STATED PROBLEM | The complete listing should be restated exactly.

▬▬▬

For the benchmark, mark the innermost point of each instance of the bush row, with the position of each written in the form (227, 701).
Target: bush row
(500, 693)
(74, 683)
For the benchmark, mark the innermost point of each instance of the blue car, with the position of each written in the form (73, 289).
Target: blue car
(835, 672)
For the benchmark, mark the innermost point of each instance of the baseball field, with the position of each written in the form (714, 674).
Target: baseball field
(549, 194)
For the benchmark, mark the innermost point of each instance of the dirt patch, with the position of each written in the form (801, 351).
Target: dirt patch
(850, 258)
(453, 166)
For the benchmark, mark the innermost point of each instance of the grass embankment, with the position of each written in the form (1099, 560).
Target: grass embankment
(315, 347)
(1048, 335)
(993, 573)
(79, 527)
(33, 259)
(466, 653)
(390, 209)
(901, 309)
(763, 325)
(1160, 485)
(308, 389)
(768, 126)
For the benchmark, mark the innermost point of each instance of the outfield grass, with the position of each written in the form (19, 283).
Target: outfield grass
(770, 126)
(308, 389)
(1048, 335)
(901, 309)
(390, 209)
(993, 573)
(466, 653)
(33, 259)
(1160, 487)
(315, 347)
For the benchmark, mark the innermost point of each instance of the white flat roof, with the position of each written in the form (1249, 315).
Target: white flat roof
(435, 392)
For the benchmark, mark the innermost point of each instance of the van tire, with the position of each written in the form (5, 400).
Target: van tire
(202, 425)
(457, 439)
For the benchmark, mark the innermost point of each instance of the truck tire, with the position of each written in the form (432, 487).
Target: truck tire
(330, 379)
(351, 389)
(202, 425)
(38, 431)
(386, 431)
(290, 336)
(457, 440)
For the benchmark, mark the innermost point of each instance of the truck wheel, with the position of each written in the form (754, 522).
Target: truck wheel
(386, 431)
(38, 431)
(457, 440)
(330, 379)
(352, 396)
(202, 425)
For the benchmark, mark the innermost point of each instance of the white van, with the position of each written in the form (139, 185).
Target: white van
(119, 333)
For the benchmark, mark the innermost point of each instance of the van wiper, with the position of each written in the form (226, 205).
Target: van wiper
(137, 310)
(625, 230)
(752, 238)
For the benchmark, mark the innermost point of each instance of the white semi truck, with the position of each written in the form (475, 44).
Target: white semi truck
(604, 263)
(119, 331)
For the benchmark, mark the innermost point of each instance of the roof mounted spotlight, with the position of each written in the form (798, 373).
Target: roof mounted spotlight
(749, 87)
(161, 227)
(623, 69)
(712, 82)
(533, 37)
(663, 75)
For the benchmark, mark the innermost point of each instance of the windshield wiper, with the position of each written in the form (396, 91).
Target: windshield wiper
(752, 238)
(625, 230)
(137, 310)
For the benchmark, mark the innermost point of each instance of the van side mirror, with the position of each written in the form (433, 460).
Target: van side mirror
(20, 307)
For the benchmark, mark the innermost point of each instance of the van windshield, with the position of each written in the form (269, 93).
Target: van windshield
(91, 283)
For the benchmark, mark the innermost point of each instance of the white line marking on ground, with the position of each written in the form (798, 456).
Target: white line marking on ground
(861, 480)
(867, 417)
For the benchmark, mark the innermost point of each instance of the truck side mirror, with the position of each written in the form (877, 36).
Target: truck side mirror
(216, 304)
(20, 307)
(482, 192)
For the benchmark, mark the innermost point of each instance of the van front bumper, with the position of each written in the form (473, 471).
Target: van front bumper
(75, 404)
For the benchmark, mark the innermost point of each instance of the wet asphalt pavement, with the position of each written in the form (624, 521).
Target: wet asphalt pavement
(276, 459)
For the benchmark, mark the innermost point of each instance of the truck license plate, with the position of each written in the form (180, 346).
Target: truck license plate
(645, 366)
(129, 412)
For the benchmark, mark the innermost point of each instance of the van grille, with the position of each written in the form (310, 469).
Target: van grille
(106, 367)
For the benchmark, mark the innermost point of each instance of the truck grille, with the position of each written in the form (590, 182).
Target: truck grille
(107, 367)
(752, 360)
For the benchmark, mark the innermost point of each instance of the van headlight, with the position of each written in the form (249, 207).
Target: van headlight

▬▬▬

REPLY TO THE EXERCISE |
For the benchmark, mark the innermost point of each instance of the bush row, with the position of each written in the form (227, 701).
Target: bush row
(500, 693)
(74, 683)
For the benchmark, mark the innermost point of each instance of the blue car, with the position of each written in the form (73, 289).
Target: blue car
(835, 672)
For the benchmark, mark the innermost point of each instance of the baseball field, with the position of each written in the form (714, 674).
Target: baseball field
(549, 194)
For the benchmark, mark the innermost point of each instance of the dirt patch, with the position of each written in the form (801, 351).
Target: dirt patch
(850, 258)
(453, 166)
For the benchmark, mark the innermost point of each instance of the grass embankment, with the position of each written in the form (1099, 560).
Target: grass embankment
(315, 347)
(1048, 335)
(993, 573)
(79, 527)
(33, 259)
(466, 653)
(390, 209)
(901, 309)
(763, 325)
(1160, 485)
(308, 389)
(768, 126)
For the benchmark, mark the innermost point of each instance of the outfield grass, with the position of each written in the form (19, 283).
Target: outfield grass
(770, 126)
(308, 389)
(1048, 335)
(901, 309)
(390, 209)
(993, 573)
(466, 653)
(33, 259)
(1160, 487)
(315, 347)
For the benchmark, mark the innermost point of each instance of the white flat roof, with the position of each written in the form (1249, 315).
Target: white flat roof
(435, 392)
For the benchmark, mark the innermost point of each instance of the van tire, with the position of each written in the form (5, 400).
Target: van tire
(202, 425)
(457, 439)
For the benchmark, mark the innermost point of each instance of the truck tire, with the position of each written in the form (432, 487).
Target: truck tire
(330, 379)
(351, 389)
(202, 425)
(38, 431)
(386, 431)
(290, 336)
(457, 440)
For the benchmark, mark the innermost point of each instance of the truck wheel, with the position of each written in the form (754, 522).
Target: truck wheel
(386, 431)
(38, 431)
(457, 440)
(330, 379)
(352, 396)
(202, 425)
For the benchmark, mark the innermost point of each instance of the white van, with the position of each written in the form (139, 185).
Target: white van
(119, 333)
For the benchmark, mark the innermost point of each instance of the van wiper, with the position of each written in the form (226, 205).
Target: van wiper
(137, 310)
(625, 230)
(752, 238)
For the benchmark, mark the innermost point of each instance of the white semi truck, with the position of each written in the form (475, 44).
Target: white semi truck
(604, 263)
(119, 331)
For the benchmark, mark the innermost point of each instance of the roof mounted spotlight, with the position of each written in the form (798, 373).
Target: roof mounted spotlight
(749, 87)
(161, 227)
(623, 69)
(712, 82)
(533, 37)
(663, 75)
For the benchmark, mark the innermost point of each instance of the windshield wiper, with the position of each written in the form (396, 91).
Target: windshield wiper
(752, 238)
(625, 230)
(137, 310)
For the benchmark, mark the innermost point of each instance of the van side mirror, with the position of each written in the form (433, 460).
Target: van side mirror
(20, 307)
For the benchmark, mark the innermost point of each instance of the van windshield, with the position of each written in the form (269, 93).
Target: van windshield
(91, 283)
For the benchmark, mark the innermost point of each instance of the white line marking on ground, with the position of each written in the form (798, 456).
Target: white line marking on ground
(861, 480)
(867, 417)
For the benchmark, mark the innermost point of each instance of the truck side mirror, with the position of each written in the form (877, 36).
Target: truck side mirror
(216, 304)
(20, 307)
(482, 192)
For the benchmark, mark the innermost point of each instance of the van front bumper, with the position of each written in the form (473, 471).
Target: van front bumper
(75, 404)
For the benchmark, mark the innermost point of each instance of the wet asphalt pavement, with the position of each written in the form (624, 521).
Target: wet asphalt pavement
(276, 459)
For the benchmark, mark the innermost point of each instance of the truck license plate, with the position of each written in the form (180, 346).
Target: truck license plate
(645, 366)
(129, 412)
For the benchmark, mark the innermost point of each instance of the van grille, with the position of each written in the form (310, 469).
Target: van grille
(106, 367)
For the benchmark, mark the innermost point of each instance of the truck grille, with the position of each written in the form (590, 182).
Target: truck grille
(107, 367)
(752, 360)
For the benchmark, mark the innermost point of each instance of the van headlight, with the position of each written in the form (249, 207).
Target: van headlight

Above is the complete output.